Quote all entries exactly, leaving pictures aside.

(Entries from a point annotation set)
+ + + + + + +
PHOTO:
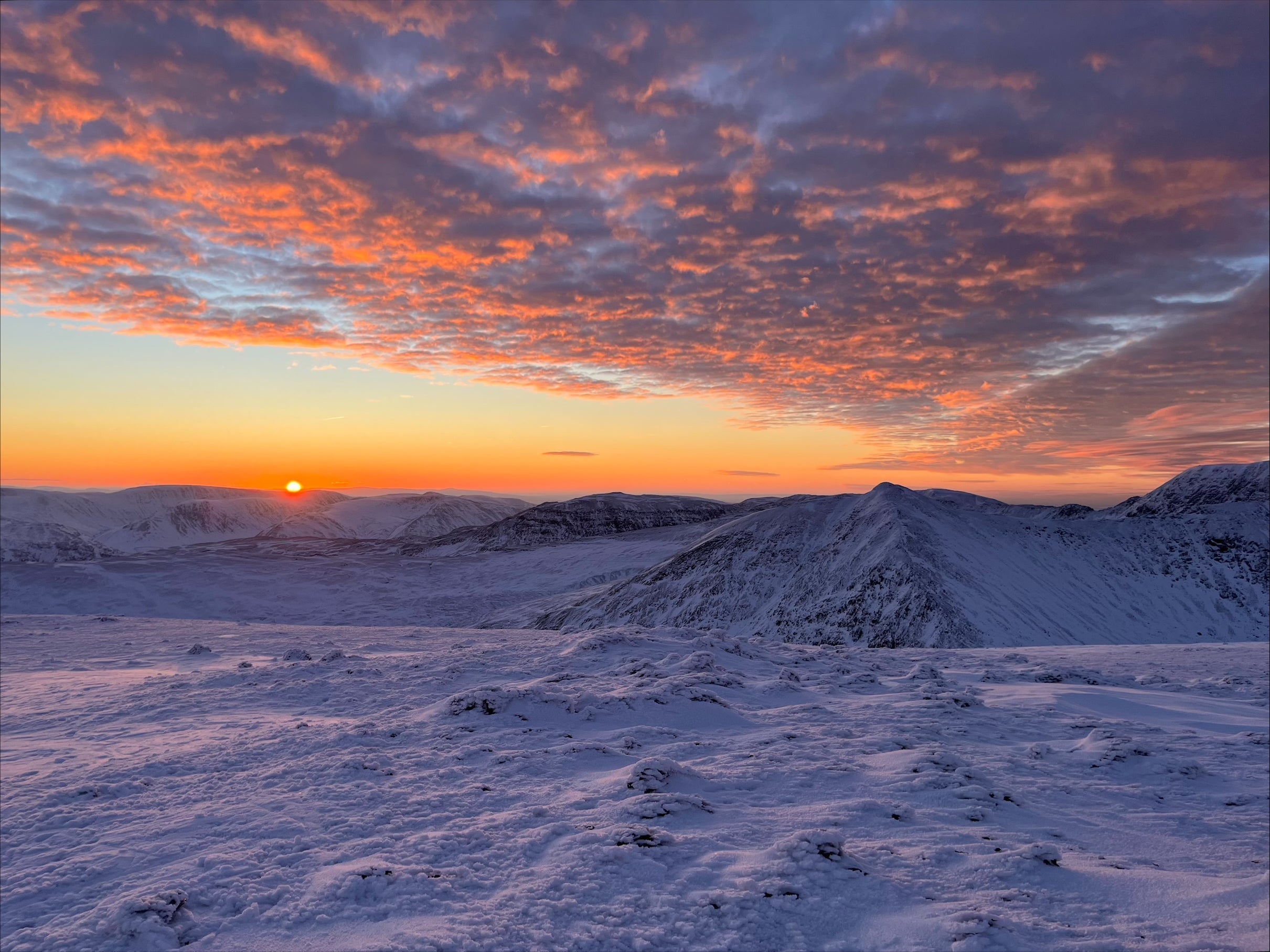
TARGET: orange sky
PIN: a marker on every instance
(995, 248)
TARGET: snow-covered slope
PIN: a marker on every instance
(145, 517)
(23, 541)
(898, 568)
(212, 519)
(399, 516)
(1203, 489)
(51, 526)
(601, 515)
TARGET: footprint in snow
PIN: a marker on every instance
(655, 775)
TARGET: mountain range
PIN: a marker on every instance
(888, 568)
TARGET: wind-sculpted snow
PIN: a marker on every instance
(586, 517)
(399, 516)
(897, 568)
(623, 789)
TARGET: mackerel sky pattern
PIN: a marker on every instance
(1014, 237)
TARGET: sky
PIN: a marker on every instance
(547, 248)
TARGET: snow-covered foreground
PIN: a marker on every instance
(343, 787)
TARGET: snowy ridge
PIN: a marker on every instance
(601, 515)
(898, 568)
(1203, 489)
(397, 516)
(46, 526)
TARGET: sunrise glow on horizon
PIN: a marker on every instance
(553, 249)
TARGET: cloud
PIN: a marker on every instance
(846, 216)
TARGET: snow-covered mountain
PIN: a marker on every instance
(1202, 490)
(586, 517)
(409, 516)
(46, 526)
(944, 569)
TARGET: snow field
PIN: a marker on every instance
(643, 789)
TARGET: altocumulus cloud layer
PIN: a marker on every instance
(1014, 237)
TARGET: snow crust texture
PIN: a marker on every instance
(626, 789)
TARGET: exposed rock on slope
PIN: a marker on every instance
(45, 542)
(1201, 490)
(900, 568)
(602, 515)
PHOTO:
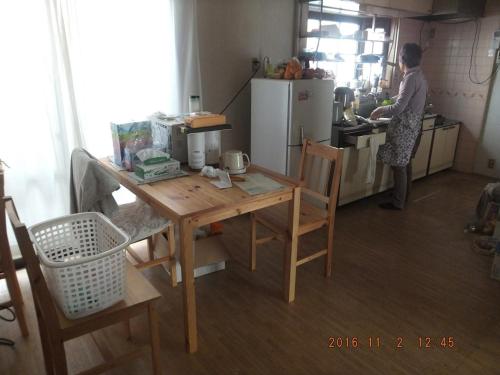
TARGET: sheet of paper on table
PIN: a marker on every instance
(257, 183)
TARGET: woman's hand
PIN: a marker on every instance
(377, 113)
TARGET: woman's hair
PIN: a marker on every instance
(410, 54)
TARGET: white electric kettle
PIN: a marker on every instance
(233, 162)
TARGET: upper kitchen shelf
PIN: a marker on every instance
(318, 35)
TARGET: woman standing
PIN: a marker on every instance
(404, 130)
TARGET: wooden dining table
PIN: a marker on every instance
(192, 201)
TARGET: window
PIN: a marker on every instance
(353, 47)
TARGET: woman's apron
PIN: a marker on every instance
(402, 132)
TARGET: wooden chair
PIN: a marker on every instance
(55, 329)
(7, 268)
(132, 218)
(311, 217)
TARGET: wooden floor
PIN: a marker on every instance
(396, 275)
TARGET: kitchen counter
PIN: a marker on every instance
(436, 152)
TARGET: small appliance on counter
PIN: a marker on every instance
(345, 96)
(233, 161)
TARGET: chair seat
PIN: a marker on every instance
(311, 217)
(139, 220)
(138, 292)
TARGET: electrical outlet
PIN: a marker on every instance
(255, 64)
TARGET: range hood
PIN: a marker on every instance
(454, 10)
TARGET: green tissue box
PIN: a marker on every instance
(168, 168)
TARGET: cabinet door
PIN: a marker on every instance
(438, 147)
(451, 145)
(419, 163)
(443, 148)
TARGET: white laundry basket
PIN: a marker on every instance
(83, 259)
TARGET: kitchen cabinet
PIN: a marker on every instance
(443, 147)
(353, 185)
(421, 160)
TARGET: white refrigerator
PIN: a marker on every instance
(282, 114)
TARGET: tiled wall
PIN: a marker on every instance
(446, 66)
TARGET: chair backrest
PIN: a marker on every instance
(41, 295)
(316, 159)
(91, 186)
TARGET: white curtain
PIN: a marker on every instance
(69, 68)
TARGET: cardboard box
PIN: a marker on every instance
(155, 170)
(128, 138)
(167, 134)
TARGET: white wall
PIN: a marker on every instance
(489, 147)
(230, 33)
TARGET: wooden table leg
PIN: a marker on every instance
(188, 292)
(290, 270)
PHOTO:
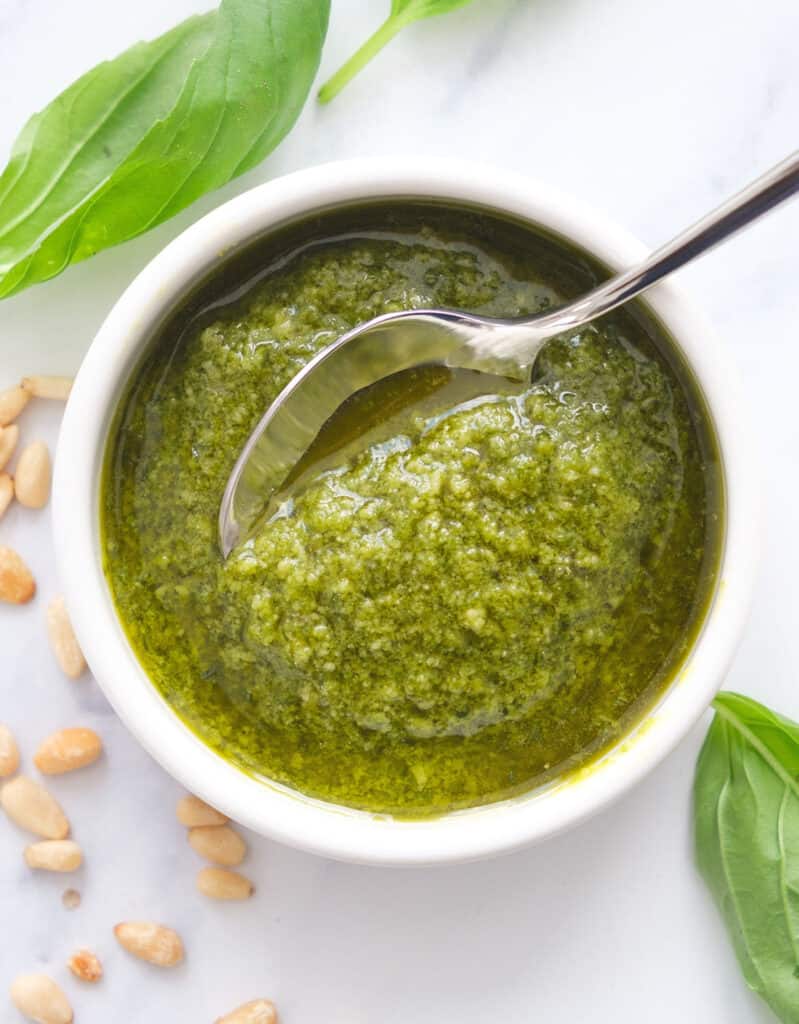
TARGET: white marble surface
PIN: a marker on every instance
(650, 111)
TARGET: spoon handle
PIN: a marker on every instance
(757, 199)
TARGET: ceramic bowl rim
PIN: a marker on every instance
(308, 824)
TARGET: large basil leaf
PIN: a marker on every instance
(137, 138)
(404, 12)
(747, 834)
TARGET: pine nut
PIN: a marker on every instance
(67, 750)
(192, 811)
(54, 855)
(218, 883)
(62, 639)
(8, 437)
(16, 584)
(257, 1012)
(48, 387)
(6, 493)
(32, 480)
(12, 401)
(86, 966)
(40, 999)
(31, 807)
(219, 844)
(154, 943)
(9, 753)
+ + + + + + +
§ **Answer to this exercise**:
PHOTO:
TARGET: orange sky
PIN: a marker on every instance
(995, 248)
TARGET: snow-covered slope
PIN: a marker on every instance
(145, 517)
(23, 541)
(898, 568)
(212, 519)
(399, 516)
(1203, 489)
(51, 526)
(601, 515)
TARGET: footprint in snow
PIN: a marker on every instance
(655, 775)
TARGET: mountain range
PIN: a marker on every instance
(888, 568)
TARGET: wind-sculpted snow
PIN: a marker on every instance
(586, 517)
(399, 516)
(897, 568)
(623, 789)
TARGET: mackerel sky pattern
PIN: a marker on every instance
(1014, 237)
TARGET: sky
PIN: a marker on every instance
(547, 248)
TARGET: snow-covered foreground
PIN: a marker on every instance
(343, 787)
TARGET: snowy ridge
PIN: a marker on every instance
(601, 515)
(898, 568)
(1203, 489)
(397, 516)
(46, 526)
TARGET: sunrise glow on horizon
PIN: a marker on every instance
(553, 249)
TARGET: cloud
PIN: a marker on every instance
(846, 216)
TARGET: snow-covered mountain
PIN: a marker on every instance
(1202, 490)
(586, 517)
(409, 516)
(46, 526)
(944, 569)
TARGET: snow field
PIN: a marker on every instance
(643, 789)
TARGET: altocumulus cloud layer
PIN: a marker on every instance
(1014, 237)
TARGET: snow crust texture
PIN: a marker on every instance
(626, 789)
TARGET: exposed rock on slope
PIN: a marker on every instance
(45, 542)
(1201, 490)
(900, 568)
(602, 515)
PHOTO:
TARGET: sheet of paper on table
PIN: a marker on every instance
(257, 183)
TARGET: woman's hand
PIN: a marker on every instance
(377, 113)
TARGET: woman's hair
PIN: a marker on every instance
(410, 54)
TARGET: white electric kettle
PIN: a marker on every instance
(233, 162)
TARGET: upper kitchen shelf
PIN: a marker on every instance
(318, 35)
TARGET: woman standing
PIN: a marker on every instance
(404, 130)
TARGET: wooden dining table
PIN: a marker on every instance
(192, 201)
TARGET: window
PIN: a marker on every instance
(353, 47)
TARGET: woman's apron
PIN: a marker on every instance
(402, 132)
TARGET: wooden chair
PIN: a marker on every instance
(55, 329)
(7, 268)
(132, 218)
(311, 217)
TARGET: wooden floor
PIN: a marker on every instance
(396, 275)
TARGET: kitchen counter
PIN: a marker on every instance
(436, 152)
TARGET: small appliance on counter
PIN: a marker on every instance
(345, 96)
(233, 161)
TARGET: chair seat
PIN: a marker on every instance
(311, 217)
(139, 220)
(138, 292)
TARGET: electrical outlet
PIN: a marker on every instance
(255, 64)
TARGET: range hood
PIN: a marker on every instance
(454, 10)
TARGET: green tissue box
PIN: a marker on every instance
(168, 168)
TARGET: cabinet door
PIN: a marker on every instance
(438, 147)
(451, 145)
(419, 163)
(443, 148)
TARGET: white laundry basket
PIN: a marker on every instance
(83, 259)
TARGET: kitchen cabinet
PIN: a marker on every instance
(443, 147)
(353, 185)
(421, 160)
TARGET: white refrigerator
PIN: a marker on every instance
(282, 114)
TARGET: tiled wall
PIN: a marker on every instance
(446, 66)
TARGET: chair backrest
PIN: a marker on every instance
(41, 295)
(316, 159)
(91, 186)
TARGET: white curtain
PIN: a marker on every instance
(69, 68)
TARGET: cardboard box
PIN: a marker on every instance
(155, 170)
(128, 138)
(167, 134)
TARGET: white wall
PIN: a marker on every instance
(489, 147)
(230, 33)
TARGET: wooden table leg
PIN: a marker on every instance
(188, 292)
(290, 270)
PHOTO:
TARGET: white marble surface
PIN: a marker on every instance
(650, 111)
TARGET: spoon handle
PIN: a marker on every instance
(757, 199)
TARGET: ceramic bowl rim
PIN: a marker on every instance
(308, 824)
TARGET: large basil leaf
PIN: a marker on every instance
(137, 138)
(404, 12)
(747, 834)
TARGET: pine nut
PIN: a marker on every instance
(67, 750)
(192, 811)
(54, 855)
(218, 883)
(62, 639)
(8, 437)
(16, 584)
(257, 1012)
(48, 387)
(6, 493)
(32, 480)
(12, 401)
(86, 966)
(40, 999)
(31, 807)
(219, 844)
(154, 943)
(9, 753)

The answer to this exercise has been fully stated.